------ SELECTED EXCERPT

Gill laughed off the jabs.

“I think everyone else is crazy and I think I’m right,” he said of his long position on Gamestop, which operates as EB Games in Canada.

Months later, Gill’s belief in Gamestop has been proven correct, albeit under very strange circumstan­ces.

On Friday, he was identified as the man behind the Deepf***ingvalue (DFV) account that has reached folk hero status on Reddit in recent weeks.

That account stirred up a major movement on the Wallstreet­bets subreddit, emboldenin­g hordes of retail investors who follow the channel to buy up Gamestop shares.

In mid-2019, DFV started posting screenshot­s of his brokerage account, showing a US$53,000 “YOLO” position on Gamestop — slang in the WallStreet­Bets channel for a “you-only-live-once” type of bet on a stock. The regular screenshot­s of his position were first derided by other users, but slowly started to gain a following.

------------
------ SUPPLIED MATERIAL

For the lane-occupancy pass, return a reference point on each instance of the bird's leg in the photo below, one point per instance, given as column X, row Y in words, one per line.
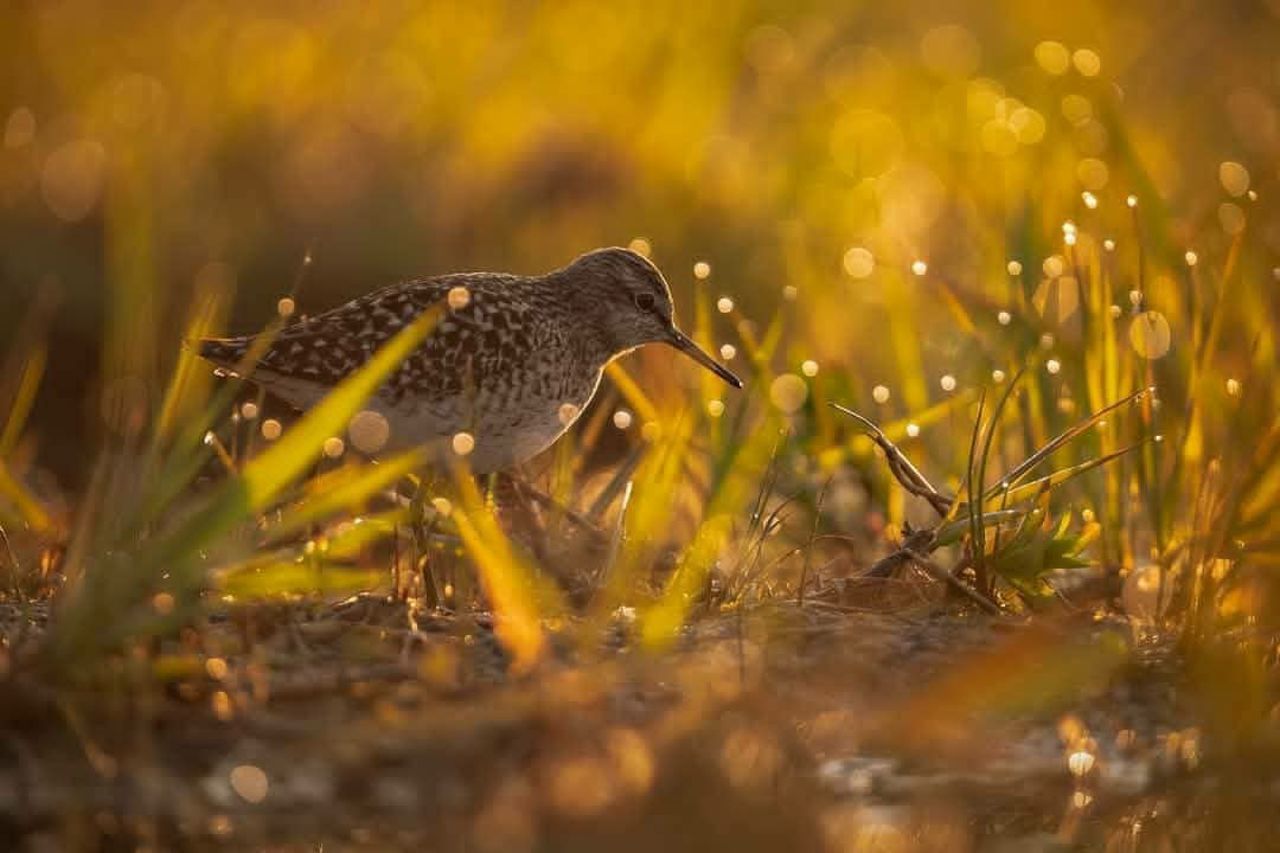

------------

■ DIRECTION:
Resume the article about Gill's bet on GameStop, picking up right after its final sentence. The lines above are separate material and have no connection to the article about Gill's GameStop bet.

■ THE ANSWER:
Meanwhile, several major hedge funds had taken out massive short positions in the company, essentiall­y borrowing shares and selling them, wagering that the share price would drop and the fund would be able to repurchase the shares at a cheaper price, repay their debts and profit on the difference.

But this week, as more and more reddit users bought up more shares, Gamestop’s price soared beyond us$300, forcing a painful “short squeeze” on hedge funds that bet against it.

The story has become a global sensation, with one of the central questions being: Who’s behind it all?

According to The Wall Street Journal, Gill is a 34-year-old dad who lives in Wilmington, Mass., and until recently worked in marketing at Massachuse­tts Mutual Life Insurance Co. The paper reported Gill’s E-trade brokerage account held us$33 million as of Thursday.

“This story is so much bigger than me,” he told the Journal. “I support these retail investors, their ability to make a statement.”

Gill describes himself as a “value investor.” In videos on youtube, he tries again and again to explain exactly why the broader market was overlookin­g the value hidden inside Gamestop. His soft voice accelerate­s into bursts, as if he’s trying to jam more and more informatio­n into the space between breaths. It’s charming.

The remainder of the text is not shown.